-- 本文抜粋 --
—————

世が世であれば…男に騙され、売り飛ばされた没落華族・松平義子の悲劇:2ページ目
売り飛ばされた義子の末路
「さぁさぁ、元は華族令嬢が今や芸妓に落ちぶれたよ!旦那がた、どうかこの哀れな女にお恵みを……(笑)」
既成事実さえ作ってしまえばもうこちらのもの、とばかりに態度を豹変させた八郎は、義子を「落ちぶれ華族令嬢」と宣伝し、700円で京都の置屋に売り飛ばしてしまいます。
「アンタ……ウチの娘に何ということを!」
「うるせぇ婆ぁ、騙される方がバカなんだよ!」
何一つ悪いことをしていないのに、父親の放蕩で身を持ち崩し、御家再興に目が眩んだ母親によって詐欺に陥れられ……義子の悲歎は察するに余りあるものでした。
温室育ちの御令嬢が、落ちぶれて芸妓となった……そんな触れ込みで義子は好奇の目で見られ、中には同情する者もあったでしょうが、僻みっぽい手合いからイジメられることも少なくなかったことでしょう。
「今までさんざん贅沢三昧していた報いだ、ざまぁ見ろ!」
過酷な仕事に心身を病み、倒れても休む暇などない……通院しながら仕事を続けていた昭和11年(1936年)9月9日、義子は電車に乗っていました。
「危ない!」

—————

-- 課題要件 --
松平義子の末路を描いた文章を、最後の「危ない!」の後から書き継げ。 以下の記録は上の文章とは関係がない。

(データセット項目)
—————

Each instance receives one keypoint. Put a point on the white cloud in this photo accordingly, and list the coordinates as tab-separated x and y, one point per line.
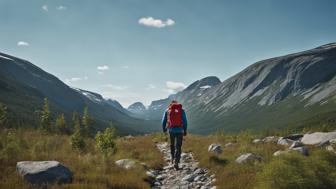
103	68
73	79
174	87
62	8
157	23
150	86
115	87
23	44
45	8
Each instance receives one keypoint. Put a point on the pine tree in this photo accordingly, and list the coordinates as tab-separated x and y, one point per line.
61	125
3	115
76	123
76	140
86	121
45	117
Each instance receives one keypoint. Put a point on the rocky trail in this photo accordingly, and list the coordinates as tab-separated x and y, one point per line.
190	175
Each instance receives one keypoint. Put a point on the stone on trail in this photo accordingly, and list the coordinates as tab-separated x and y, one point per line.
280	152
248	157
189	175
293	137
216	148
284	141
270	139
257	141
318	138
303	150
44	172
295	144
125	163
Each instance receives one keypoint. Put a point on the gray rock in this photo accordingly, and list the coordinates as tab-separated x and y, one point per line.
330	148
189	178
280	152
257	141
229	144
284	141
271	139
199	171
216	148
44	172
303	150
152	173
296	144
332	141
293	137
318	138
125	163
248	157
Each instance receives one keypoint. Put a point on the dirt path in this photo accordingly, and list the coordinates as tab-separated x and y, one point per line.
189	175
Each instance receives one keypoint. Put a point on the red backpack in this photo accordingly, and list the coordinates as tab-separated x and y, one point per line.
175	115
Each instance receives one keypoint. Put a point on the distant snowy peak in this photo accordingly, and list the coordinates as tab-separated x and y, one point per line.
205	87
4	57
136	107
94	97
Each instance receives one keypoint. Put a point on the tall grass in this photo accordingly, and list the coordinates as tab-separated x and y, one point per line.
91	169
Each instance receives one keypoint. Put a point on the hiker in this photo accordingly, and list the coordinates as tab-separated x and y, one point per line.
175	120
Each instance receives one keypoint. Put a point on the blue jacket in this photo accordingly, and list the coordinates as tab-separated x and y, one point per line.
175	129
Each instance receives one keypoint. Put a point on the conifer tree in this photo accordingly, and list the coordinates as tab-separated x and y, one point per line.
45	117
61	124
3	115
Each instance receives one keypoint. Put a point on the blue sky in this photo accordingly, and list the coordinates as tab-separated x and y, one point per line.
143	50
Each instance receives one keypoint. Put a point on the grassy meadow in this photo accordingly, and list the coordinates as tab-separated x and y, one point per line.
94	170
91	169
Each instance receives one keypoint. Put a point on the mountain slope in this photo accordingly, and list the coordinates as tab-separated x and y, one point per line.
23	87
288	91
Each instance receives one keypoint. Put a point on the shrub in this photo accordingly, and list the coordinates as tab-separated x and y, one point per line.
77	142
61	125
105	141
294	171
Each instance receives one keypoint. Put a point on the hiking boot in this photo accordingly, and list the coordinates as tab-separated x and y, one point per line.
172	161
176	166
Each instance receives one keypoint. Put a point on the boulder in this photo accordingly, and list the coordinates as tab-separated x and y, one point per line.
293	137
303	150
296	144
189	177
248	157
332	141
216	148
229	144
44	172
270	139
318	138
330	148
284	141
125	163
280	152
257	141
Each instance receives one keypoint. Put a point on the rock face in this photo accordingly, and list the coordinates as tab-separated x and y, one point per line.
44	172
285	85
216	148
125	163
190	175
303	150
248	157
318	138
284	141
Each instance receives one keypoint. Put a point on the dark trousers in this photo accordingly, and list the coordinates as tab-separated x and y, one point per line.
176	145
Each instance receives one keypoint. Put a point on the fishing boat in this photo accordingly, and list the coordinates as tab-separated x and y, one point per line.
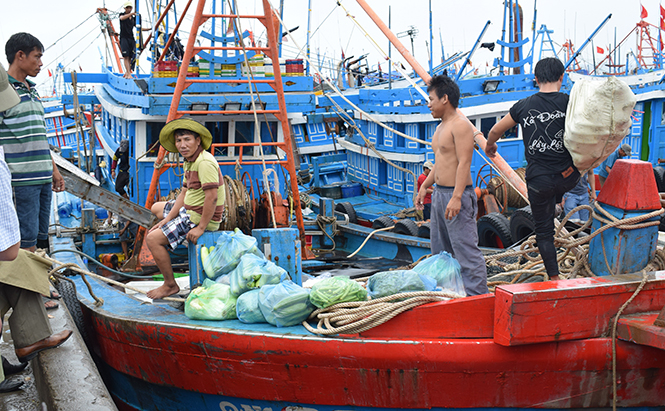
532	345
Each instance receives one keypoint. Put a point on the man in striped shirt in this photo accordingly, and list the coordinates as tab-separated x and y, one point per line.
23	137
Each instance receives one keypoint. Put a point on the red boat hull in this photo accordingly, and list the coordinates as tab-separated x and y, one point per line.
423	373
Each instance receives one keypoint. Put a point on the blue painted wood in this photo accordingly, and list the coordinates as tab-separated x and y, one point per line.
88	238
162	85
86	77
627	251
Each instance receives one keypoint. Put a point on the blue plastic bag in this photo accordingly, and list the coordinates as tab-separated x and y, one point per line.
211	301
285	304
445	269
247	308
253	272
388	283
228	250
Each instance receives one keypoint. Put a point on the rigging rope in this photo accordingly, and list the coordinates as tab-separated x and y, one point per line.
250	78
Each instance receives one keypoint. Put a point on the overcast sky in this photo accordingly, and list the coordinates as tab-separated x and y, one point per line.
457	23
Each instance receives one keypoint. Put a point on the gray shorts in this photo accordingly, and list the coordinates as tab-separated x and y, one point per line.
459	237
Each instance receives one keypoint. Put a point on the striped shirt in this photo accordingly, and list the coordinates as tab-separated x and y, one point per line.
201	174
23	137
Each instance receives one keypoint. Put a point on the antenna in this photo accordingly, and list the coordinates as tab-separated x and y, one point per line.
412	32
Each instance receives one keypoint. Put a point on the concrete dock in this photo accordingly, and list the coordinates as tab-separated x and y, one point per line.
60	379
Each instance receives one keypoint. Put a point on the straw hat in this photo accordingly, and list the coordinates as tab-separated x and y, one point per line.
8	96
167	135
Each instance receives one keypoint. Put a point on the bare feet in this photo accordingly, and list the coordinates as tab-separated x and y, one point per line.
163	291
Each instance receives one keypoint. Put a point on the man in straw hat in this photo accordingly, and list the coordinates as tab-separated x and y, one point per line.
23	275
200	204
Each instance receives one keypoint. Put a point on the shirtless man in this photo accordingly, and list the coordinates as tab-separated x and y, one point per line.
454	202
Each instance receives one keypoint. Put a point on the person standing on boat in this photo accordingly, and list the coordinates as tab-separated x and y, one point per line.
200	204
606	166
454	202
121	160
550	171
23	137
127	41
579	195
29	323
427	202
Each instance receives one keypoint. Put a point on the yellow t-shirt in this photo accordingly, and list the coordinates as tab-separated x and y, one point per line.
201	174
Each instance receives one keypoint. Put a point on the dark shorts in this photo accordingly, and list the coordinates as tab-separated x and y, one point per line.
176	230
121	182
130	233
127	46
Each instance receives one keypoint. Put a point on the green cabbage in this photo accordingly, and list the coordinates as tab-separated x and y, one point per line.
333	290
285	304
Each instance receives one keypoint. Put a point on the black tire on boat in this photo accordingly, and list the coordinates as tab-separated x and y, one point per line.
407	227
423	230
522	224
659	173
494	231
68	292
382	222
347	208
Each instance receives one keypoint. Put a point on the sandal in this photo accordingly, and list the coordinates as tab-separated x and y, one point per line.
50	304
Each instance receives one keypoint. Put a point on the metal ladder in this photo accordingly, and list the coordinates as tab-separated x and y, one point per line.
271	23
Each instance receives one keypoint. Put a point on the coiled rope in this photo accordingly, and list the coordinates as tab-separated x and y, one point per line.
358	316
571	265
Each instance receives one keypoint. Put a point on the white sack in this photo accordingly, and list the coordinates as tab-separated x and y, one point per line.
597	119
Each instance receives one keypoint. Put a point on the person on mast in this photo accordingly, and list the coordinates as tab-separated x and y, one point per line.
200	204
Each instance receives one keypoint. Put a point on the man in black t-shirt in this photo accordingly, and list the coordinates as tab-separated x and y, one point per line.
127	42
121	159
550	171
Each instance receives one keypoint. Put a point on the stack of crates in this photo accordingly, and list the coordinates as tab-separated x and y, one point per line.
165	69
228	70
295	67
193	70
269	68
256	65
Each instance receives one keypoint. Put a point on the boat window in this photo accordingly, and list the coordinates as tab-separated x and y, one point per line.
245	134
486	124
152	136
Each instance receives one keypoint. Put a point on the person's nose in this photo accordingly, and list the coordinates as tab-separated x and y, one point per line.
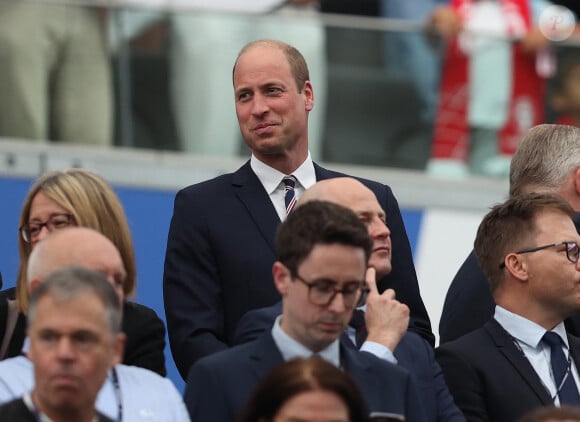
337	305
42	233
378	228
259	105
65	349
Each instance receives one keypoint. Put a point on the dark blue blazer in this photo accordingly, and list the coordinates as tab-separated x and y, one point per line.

—————

-- 解答 --
電車がカーブを大きく曲がると、義子は遠心力で振り落とされ、全身をアスファルトに強打。昏睡状態に陥って病院に担ぎ込まれます。
当時の電車は車両にむき出しの部分があり、車内が満員だったのかそこに乗っていた義子は、心身の過労で気が抜けたところを振り落とされてしまったのでしょう。
「「「義子!」」」
豊子が看病していたところへ、すっかり離散していた兄たちや行方不明になっていた八重子も駆けつけ、しばらくぶりに兄弟全員が揃います(たまは既に病死)。
「あぁお嬢様、おいたわしや……」
かつて松平家三代に仕えていた老臣の堤和芳(つつみ かずよし。当時85歳)が杖をつきつき見舞いに駆けつけたのがせめてもの慰めになったかどうだか、昏睡状態から意識が戻らないまま、義子は息を引き取ったのでした。